--- Begin ---
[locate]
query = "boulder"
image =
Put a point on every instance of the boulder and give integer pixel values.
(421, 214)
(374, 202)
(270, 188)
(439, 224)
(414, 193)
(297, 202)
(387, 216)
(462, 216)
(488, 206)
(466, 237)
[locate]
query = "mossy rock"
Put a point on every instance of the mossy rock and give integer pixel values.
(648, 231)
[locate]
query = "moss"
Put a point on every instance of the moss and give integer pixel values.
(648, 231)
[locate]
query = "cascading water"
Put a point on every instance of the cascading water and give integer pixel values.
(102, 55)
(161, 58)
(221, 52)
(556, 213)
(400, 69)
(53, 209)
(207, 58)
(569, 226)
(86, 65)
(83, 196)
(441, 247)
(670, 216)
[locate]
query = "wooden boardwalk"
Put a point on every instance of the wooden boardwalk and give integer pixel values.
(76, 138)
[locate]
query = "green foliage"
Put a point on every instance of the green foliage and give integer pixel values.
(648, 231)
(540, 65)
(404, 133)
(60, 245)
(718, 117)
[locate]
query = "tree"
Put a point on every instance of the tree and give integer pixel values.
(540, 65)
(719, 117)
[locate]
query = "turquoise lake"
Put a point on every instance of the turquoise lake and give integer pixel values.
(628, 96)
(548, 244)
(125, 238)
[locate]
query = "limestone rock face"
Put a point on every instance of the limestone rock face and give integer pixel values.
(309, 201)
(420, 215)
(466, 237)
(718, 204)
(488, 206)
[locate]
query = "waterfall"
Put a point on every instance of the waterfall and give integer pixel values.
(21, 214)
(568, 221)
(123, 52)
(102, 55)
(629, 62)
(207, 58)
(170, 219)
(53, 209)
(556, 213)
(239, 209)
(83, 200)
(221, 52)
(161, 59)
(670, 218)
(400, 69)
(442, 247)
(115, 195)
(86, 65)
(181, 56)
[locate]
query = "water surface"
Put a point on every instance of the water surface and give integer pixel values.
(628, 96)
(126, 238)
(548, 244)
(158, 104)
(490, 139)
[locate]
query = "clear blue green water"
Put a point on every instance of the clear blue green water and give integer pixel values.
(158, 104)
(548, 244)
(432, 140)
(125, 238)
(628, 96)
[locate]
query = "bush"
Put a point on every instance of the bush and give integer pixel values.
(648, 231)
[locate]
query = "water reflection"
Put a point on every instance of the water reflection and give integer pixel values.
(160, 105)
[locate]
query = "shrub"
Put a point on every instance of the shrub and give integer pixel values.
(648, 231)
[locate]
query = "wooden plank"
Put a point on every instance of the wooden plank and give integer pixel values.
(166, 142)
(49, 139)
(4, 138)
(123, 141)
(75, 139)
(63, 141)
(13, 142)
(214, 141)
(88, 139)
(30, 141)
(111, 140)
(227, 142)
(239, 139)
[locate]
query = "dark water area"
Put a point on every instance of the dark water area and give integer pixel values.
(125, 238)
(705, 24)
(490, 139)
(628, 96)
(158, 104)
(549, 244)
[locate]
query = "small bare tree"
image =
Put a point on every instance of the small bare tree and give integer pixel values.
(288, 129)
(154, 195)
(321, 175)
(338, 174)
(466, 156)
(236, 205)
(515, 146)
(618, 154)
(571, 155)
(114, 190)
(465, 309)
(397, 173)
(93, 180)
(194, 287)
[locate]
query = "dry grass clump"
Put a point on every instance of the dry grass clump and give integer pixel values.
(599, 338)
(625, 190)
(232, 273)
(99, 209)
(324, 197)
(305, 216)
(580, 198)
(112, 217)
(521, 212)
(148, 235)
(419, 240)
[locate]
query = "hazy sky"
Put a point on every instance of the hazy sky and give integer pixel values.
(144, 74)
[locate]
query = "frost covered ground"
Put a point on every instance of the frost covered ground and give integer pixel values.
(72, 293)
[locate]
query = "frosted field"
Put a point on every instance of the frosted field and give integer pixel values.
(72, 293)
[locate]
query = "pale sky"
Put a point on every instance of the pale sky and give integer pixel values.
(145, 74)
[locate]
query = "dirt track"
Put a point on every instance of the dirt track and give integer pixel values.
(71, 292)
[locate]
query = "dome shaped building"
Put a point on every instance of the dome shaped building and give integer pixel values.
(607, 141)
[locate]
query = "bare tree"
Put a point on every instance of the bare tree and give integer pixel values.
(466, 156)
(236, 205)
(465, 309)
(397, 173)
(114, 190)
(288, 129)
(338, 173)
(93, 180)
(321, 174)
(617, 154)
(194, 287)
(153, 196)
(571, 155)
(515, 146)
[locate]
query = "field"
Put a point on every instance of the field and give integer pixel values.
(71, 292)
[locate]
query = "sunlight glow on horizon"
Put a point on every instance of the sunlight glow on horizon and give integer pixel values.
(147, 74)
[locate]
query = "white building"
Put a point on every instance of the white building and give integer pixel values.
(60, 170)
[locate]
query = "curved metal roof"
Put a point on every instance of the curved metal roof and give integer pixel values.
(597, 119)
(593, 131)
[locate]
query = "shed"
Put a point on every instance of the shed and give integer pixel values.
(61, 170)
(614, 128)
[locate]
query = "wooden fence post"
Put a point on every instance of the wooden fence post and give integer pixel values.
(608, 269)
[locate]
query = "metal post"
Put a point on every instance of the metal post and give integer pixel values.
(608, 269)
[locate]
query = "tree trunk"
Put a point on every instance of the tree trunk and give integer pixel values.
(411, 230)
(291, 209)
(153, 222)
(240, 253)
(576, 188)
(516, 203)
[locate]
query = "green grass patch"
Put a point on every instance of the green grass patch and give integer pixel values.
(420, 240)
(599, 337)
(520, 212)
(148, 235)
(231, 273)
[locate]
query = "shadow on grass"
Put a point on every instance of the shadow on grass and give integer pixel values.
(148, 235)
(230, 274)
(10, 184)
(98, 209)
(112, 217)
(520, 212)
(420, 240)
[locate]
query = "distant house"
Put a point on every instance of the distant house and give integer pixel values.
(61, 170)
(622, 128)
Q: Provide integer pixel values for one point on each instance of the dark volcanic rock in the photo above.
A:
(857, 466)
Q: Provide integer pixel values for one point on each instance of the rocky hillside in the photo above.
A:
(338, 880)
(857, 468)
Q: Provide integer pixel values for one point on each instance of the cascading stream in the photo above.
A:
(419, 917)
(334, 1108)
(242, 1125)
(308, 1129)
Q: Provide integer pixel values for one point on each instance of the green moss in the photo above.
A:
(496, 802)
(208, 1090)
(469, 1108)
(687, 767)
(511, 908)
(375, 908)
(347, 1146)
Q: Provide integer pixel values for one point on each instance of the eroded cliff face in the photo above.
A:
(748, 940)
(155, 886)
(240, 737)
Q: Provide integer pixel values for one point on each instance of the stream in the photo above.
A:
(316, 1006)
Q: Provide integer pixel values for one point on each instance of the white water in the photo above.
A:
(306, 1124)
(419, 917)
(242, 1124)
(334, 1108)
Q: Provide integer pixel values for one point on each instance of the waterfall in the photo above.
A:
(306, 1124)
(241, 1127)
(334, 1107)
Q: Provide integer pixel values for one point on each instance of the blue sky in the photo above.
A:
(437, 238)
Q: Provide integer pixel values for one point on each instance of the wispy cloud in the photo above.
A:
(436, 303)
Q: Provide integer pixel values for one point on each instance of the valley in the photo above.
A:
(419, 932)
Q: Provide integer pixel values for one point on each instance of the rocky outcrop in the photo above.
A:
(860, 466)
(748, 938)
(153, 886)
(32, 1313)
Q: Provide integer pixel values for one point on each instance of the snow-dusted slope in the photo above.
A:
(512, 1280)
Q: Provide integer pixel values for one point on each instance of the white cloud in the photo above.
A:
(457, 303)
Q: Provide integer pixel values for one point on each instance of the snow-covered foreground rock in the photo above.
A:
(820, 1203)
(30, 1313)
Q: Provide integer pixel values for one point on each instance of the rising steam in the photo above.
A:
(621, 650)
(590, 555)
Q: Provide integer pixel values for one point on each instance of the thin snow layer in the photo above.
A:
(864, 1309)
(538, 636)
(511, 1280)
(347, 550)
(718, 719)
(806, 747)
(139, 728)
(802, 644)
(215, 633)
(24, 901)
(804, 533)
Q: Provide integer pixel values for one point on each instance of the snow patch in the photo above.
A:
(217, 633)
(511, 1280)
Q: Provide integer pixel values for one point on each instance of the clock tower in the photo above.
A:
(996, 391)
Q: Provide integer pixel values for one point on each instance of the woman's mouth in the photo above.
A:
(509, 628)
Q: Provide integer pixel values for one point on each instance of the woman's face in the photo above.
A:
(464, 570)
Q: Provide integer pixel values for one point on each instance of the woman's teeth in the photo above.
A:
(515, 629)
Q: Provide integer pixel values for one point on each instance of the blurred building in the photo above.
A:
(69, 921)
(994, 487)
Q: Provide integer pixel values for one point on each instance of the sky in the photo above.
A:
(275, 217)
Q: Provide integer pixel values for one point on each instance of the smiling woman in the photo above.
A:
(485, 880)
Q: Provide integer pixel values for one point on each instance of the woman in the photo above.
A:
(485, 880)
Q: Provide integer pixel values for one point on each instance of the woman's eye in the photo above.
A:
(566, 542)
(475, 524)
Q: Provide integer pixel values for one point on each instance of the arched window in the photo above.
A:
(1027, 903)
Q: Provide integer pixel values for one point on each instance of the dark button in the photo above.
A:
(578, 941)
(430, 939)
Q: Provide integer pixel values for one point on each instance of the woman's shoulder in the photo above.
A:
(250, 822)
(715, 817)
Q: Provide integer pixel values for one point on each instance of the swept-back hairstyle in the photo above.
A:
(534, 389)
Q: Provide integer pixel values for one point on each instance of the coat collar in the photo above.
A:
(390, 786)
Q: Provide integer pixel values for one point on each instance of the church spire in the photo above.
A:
--- End ---
WRITTEN PROBLEM - Nothing but the lines from the one with "tower in the photo above." through the end of the data above should be repeated, each exactly as it stands.

WORKED ANSWER -
Q: Provide integer pixel values for one point on each instance of the clock tower in the photo above.
A:
(996, 391)
Q: Provide integer pixel values for one point on each instance of the woman's mouth in the photo above.
A:
(509, 628)
Q: Provide integer pixel values for one point on each instance of the woman's face in the photo above.
A:
(464, 570)
Q: Provide integer pixel values for one point on each instance of the woman's teeth in the photo above.
A:
(515, 629)
Q: Provide integer pixel values for one point on each instance of the blurred building in the photo above.
A:
(69, 921)
(994, 487)
Q: Provide integer pixel values for one point on each instance of the sky in the photo above.
A:
(275, 217)
Q: Provide integer pixel values for one point on each instance of the smiling woman in the photo above.
A:
(485, 880)
Q: Provide integer pixel values for one point on each instance of the woman in the photo above.
A:
(485, 880)
Q: Provide integer pixel values for one point on each instance of the woman's eye in the photo above.
A:
(566, 542)
(475, 524)
Q: Provide integer pixel values for one point on each instance of the arched window in the photo above.
A:
(1027, 903)
Q: Provide integer pixel values for one point on each instance of the dark button in the photo above.
A:
(578, 941)
(430, 939)
Q: Provide integer pixel values for one point on each instance of the woman's shoulder in the photo above.
A:
(250, 822)
(715, 817)
Q: Provide integer pixel values for one point on each instance of the swept-back hairstyle in the photo above.
A:
(534, 389)
Q: Provide integer pixel values for one point on each instance of the coat collar in the photo above.
A:
(390, 786)
Q: Provide integer pixel values for one point on each instance of the church spire in the photo above.
A:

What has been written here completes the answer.